### [Document passage]
_ _ _ _

Safety in public transport - AIS-140 standard in India
Transport security is one of the major problems in India
Women's safety in public transport is one of the critical challenges worldwide. In some countries that are still in development, lots of women are forced to stay at home because of not having a safe transportation option. The authorities across the globe are taking various measures to make public transport secure and pleasant for women.

The government of India decided to take some significant measures to protect women and girl child citizens. After the Nirbhaya incident, which happened in 2012 in India, and which is almost the synonym for sexual violence in public transport, the government in India had formed the justice committee. The main goal of the committee was to propose strict rules for dealing with rape cases in public transport. Despite the committee, the number of rape and sexual harassment cases was growing. In 2015, around 88% of women in India felt unsafe while using public transport.

Finally, on 28th November 2016, the Ministry of Road Transport and Highways (MoRTH), Government of India, had announced and mandated the installation of GPS vehicle location tracking devices and one or more emergency buttons in all public vehicles, starting from 1st April 2018. This announcement gave the entire system enough time to comply with the new regulation. Furthermore, this triggered the development of a robust automotive industry-standard, AIS-140.
About the AIS-140 standard
AIS-140 standard is a set of rules and norms published by the Automotive Research Association of India (ARAI). Under the AIS-140 standard, the government of India has designed an Intelligent Transport System (ITS). AIS-140 is designed to ensure the quality and reliability of GPS devices used for emergency cases, and ITS principal purpose is to improve the transportation system in terms of efficiency, quality, comfort, and safety.

Beginning from 1st April 2018, the AIS-140 standard is being implemented across the country for all public transport vehicles. The industry expected demand of approximately 4.4 million public service vehicles, including State Road Transport Corporations, Domestic and Interstate Private Bus Operators, Ambulances and Emergency Response Vehicles, All Educational Institutions, Cars, Bus, Taxi Fleet Owners, Rent-a-car services, etc. Complying with the AIS-140 standard means that every commercial vehicle needs to have a real-time GPS tracking system with emergency request buttons (panic, SOS button).
How does the emergency button work?
The AIS-140 compliant GPS tracker transmits the vehicle location data in real-time. Using the GPS satellites, network provider, and SIM card embedded in the GPS tracking device module, GPS devices send spatiotemporal data and other data related to the emergency (panic) button to the national backend data center. The data from the data center is analyzed by the command and control center. In the case of an emergency, they are responsible for informing emergency services. Thanks to the spatiotemporal data (latitude, longitude, time) collected through the GPS tracking devices, emergency services can react on time and prevent any unwanted situations.
AIS-140 standard brings positive impacts on the industry
With all of the above, this government regulation has created a lot of new job opportunities in India. There are more than ten AIS-140 compliant solution providers in India. Complying with the AIS-140 standard involves various small and medium companies. Some of the companies manufacture compatible hardware for the emergency (panic) button, and some of them are developing software for fleet management, which relies on the AIS-140 GPS tracking devices. Anyway, job opportunities refer to skilled and non-skilled workers, so everyone wins.

_ _ _ _

### [Objective]
Rewrite the passage on the AIS-140 standard from "Beginning from 1st" up to and including "emergency button work?", replacing "emergency request buttons" with "alarm buttons". The listing that comes next is separate material and has no connection to the passage on the AIS-140 standard.

### [Some records]
_ _ _ _

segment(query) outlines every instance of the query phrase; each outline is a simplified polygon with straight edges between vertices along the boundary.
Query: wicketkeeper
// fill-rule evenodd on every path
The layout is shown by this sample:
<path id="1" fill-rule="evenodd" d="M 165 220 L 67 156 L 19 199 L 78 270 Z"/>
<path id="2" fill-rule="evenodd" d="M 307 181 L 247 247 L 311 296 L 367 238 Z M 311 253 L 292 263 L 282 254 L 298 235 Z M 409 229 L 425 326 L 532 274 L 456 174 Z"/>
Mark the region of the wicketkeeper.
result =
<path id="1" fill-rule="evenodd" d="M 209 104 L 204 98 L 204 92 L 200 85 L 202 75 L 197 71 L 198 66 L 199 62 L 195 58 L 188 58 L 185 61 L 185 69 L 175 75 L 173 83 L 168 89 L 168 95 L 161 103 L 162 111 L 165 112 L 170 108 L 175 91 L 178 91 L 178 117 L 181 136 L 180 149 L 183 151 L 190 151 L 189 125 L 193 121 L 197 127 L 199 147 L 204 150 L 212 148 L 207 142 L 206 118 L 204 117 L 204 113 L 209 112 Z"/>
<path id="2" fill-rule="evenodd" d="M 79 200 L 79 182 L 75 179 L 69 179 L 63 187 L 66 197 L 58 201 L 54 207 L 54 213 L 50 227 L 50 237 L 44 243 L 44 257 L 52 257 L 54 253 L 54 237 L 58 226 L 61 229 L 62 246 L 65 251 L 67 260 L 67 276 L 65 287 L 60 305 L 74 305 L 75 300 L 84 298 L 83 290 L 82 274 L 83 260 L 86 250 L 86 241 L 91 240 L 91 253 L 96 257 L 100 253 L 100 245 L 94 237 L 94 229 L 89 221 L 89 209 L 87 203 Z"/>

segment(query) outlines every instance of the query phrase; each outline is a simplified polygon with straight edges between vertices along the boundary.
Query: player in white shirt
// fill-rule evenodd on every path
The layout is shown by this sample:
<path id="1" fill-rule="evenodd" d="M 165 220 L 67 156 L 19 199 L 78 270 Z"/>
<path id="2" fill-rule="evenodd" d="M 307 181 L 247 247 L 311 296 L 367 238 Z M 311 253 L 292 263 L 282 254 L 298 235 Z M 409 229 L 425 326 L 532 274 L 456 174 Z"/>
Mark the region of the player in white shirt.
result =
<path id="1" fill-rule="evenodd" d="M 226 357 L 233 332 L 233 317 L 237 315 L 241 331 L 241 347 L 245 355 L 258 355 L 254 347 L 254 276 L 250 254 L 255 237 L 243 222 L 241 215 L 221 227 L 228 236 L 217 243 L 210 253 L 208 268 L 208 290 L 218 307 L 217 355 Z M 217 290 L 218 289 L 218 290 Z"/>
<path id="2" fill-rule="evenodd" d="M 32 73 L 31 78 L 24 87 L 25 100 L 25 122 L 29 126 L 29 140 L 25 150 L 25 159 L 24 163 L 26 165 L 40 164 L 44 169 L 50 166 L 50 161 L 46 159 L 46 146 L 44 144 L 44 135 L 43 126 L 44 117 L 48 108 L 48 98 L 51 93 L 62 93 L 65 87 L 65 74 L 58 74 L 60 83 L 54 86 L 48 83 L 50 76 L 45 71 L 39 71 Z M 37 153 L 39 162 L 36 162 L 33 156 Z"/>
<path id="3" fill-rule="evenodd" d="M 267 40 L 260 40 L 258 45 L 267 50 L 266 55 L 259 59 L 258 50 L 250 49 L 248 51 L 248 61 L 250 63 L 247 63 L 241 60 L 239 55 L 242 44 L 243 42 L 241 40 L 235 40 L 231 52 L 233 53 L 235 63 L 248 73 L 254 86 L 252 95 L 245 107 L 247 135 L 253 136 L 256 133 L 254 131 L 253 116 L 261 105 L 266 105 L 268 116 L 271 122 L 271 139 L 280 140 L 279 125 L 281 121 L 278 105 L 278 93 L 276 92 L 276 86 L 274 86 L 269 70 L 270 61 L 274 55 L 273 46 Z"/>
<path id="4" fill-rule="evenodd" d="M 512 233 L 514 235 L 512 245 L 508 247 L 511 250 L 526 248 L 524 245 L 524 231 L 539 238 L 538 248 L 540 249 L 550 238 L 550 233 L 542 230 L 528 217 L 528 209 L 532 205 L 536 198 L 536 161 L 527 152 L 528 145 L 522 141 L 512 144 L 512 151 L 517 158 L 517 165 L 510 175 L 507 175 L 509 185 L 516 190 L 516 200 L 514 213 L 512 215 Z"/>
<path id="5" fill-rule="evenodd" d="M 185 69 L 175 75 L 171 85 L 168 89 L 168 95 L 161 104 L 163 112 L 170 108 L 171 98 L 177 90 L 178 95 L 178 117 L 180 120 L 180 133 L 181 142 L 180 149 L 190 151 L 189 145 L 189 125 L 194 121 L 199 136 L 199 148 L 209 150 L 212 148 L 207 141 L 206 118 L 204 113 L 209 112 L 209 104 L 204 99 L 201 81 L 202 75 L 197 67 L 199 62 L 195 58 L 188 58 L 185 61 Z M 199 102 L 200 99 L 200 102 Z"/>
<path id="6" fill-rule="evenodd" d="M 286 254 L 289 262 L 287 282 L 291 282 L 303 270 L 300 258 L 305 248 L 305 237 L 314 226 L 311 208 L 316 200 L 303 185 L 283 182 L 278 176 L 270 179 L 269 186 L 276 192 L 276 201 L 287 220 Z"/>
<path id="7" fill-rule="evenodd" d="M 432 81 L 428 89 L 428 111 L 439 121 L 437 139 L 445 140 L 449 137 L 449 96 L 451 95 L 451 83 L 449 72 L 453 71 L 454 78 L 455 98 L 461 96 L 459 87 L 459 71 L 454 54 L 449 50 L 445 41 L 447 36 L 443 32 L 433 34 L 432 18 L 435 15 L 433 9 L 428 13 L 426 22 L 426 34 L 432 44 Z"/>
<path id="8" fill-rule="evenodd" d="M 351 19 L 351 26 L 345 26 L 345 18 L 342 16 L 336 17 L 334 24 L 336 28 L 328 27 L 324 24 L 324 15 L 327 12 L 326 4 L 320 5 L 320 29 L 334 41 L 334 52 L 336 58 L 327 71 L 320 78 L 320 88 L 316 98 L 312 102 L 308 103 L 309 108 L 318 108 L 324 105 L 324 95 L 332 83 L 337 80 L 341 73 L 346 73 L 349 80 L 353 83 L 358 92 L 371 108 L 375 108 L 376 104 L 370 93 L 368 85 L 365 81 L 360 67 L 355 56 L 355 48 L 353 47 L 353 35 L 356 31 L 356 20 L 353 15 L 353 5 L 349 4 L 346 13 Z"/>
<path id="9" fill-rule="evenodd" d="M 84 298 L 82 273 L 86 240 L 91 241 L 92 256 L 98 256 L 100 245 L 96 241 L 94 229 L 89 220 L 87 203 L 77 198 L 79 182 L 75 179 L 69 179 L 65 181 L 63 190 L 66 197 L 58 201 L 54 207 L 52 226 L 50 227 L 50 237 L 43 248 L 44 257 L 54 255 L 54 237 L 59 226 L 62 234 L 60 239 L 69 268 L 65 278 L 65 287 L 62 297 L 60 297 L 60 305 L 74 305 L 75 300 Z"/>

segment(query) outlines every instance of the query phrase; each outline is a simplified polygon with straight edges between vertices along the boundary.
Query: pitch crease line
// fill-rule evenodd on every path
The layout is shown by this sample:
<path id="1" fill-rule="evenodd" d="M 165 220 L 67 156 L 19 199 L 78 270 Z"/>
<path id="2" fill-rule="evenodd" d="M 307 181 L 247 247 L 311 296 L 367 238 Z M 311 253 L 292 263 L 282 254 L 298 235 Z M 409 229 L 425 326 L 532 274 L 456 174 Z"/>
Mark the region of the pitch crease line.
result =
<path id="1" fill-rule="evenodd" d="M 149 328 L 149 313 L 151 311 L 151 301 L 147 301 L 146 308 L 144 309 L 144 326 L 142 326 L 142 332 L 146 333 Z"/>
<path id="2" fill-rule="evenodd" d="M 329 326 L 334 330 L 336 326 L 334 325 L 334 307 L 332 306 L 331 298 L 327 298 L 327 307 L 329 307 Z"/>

_ _ _ _

### [Answer to the task]
Beginning from 1st April 2018, the AIS-140 standard is being implemented across the country for all public transport vehicles. The industry expected demand of approximately 4.4 million public service vehicles, including State Road Transport Corporations, Domestic and Interstate Private Bus Operators, Ambulances and Emergency Response Vehicles, All Educational Institutions, Cars, Bus, Taxi Fleet Owners, Rent-a-car services, etc. Complying with the AIS-140 standard means that every commercial vehicle needs to have a real-time GPS tracking system with alarm buttons (panic, SOS button).
How does the emergency button work?